> **Texte à examiner**:

Ce matin nous avons passé à la fois les trois semaines de navigation et la barre des 2000 nautiques restant jusqu’aux Marquises, soit environ deux semaines de plus. L’ambiance à bord est morose. Il n’y a plus de frais, pas même les choux mal stockés qui ont pourri au fond de leur sac. Donc c’est riz, pâtes et boites de conserve. Il n’y a pas une goutte d’alcool à bord, ce qui est peut-être souhaitable du point de vue de la sécurité mais pas de l’ambiance. En fait il y a du champagne, qu’on était censé ouvrir en passant l’équateur mais voilà, sans frigo, ça perd un peu de son appel.

> **Données**:
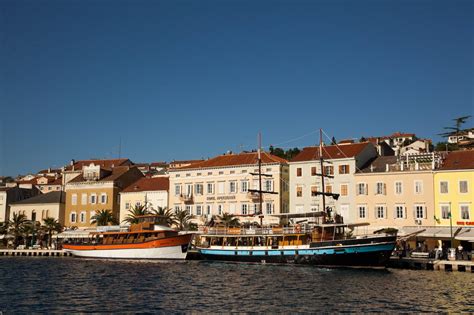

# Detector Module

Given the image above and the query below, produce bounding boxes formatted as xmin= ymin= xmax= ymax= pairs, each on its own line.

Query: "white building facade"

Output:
xmin=169 ymin=152 xmax=288 ymax=224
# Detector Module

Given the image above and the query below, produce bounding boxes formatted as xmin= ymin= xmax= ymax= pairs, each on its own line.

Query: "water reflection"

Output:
xmin=0 ymin=257 xmax=474 ymax=313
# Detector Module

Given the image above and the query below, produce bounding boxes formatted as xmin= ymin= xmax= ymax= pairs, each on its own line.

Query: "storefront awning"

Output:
xmin=398 ymin=226 xmax=460 ymax=239
xmin=54 ymin=230 xmax=95 ymax=238
xmin=455 ymin=228 xmax=474 ymax=242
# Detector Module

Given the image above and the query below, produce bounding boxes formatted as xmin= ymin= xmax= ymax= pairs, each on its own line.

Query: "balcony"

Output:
xmin=179 ymin=195 xmax=193 ymax=203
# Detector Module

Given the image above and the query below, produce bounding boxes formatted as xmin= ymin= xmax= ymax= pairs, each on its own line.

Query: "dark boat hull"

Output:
xmin=199 ymin=236 xmax=396 ymax=267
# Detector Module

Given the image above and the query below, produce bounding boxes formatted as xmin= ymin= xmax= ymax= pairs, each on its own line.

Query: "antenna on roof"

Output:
xmin=119 ymin=137 xmax=122 ymax=159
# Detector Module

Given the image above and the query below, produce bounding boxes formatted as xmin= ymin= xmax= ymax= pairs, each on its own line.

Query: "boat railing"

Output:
xmin=202 ymin=226 xmax=311 ymax=235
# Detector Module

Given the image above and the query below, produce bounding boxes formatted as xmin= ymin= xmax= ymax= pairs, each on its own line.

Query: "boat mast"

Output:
xmin=319 ymin=128 xmax=326 ymax=220
xmin=258 ymin=132 xmax=263 ymax=226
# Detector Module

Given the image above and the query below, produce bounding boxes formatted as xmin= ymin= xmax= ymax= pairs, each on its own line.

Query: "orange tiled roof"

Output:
xmin=291 ymin=142 xmax=369 ymax=162
xmin=66 ymin=159 xmax=132 ymax=171
xmin=440 ymin=150 xmax=474 ymax=170
xmin=123 ymin=177 xmax=170 ymax=192
xmin=173 ymin=152 xmax=288 ymax=170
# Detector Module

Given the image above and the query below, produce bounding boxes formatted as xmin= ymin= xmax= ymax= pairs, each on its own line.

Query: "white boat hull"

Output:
xmin=65 ymin=245 xmax=187 ymax=259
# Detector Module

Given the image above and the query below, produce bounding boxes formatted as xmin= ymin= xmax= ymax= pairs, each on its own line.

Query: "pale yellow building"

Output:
xmin=169 ymin=152 xmax=289 ymax=224
xmin=65 ymin=162 xmax=143 ymax=228
xmin=10 ymin=191 xmax=66 ymax=225
xmin=120 ymin=177 xmax=170 ymax=224
xmin=354 ymin=154 xmax=439 ymax=231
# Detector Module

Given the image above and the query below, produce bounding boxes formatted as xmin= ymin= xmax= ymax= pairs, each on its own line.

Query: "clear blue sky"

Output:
xmin=0 ymin=0 xmax=474 ymax=176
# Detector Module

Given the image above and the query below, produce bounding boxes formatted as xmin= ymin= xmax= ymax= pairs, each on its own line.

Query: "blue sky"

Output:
xmin=0 ymin=0 xmax=474 ymax=175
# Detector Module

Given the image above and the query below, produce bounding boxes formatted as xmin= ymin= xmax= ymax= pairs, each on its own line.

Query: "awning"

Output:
xmin=54 ymin=230 xmax=95 ymax=238
xmin=455 ymin=228 xmax=474 ymax=242
xmin=398 ymin=226 xmax=459 ymax=239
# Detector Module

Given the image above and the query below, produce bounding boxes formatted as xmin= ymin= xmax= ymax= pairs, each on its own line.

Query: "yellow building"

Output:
xmin=434 ymin=150 xmax=474 ymax=230
xmin=65 ymin=162 xmax=143 ymax=229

> **Consigne**: Pouvez-vous poursuivre le récit de la traversée vers les Marquises là où il s'arrête ? Ces lignes ne sont d'aucune utilité ici.

> **Votre réponse**:
Entre le capitaine et moi les rapports se font de plus en plus distants. Sans vouloir paraitre particulièrement snob, on peut dire que nous n’avons pas les mêmes valeurs. L’autre jour, au cours d’une discussion, me sont venus trois vers de Hugo. Il l’a pris comme une agression personnelle. Quand j’ai eu fini de réciter, il m’a demandé ” c’est tout?” et s’est mis à entonner “tiens, tiens, voilà du boudin...” Après tout, à quoi peut-on s’attendre de la part d’un type qui prend sa philosophie dans les films de Jean-Claude Van Damme, sa géopolitique dans les romans de SAS et m’annonce Jean Lartéguy comme sa plus haute référence littéraire?
Comme je ne peux plus utiliser l’Ipad faute d’électricité, j’en suis réduit à lire la bibliothèque du bateau. Entre les oeuvres complètes de Henry de Monfreid et quelques polards bas de gamme de France Loisirs, j’ai tout de même trouvé les Contes des Mers du Sud de London et un Fred Vargas que je trouve tendre, loufoque, inventif, un plaisir inespéré au milieu de cette misère intellectuelle. Je le lis à petites doses, conscient de ce qu’il est le dernier tant que je ne pourrai pas recharger l’Ipad, où m’attendent entre autre le dernier Pynchon et quelques Conrad.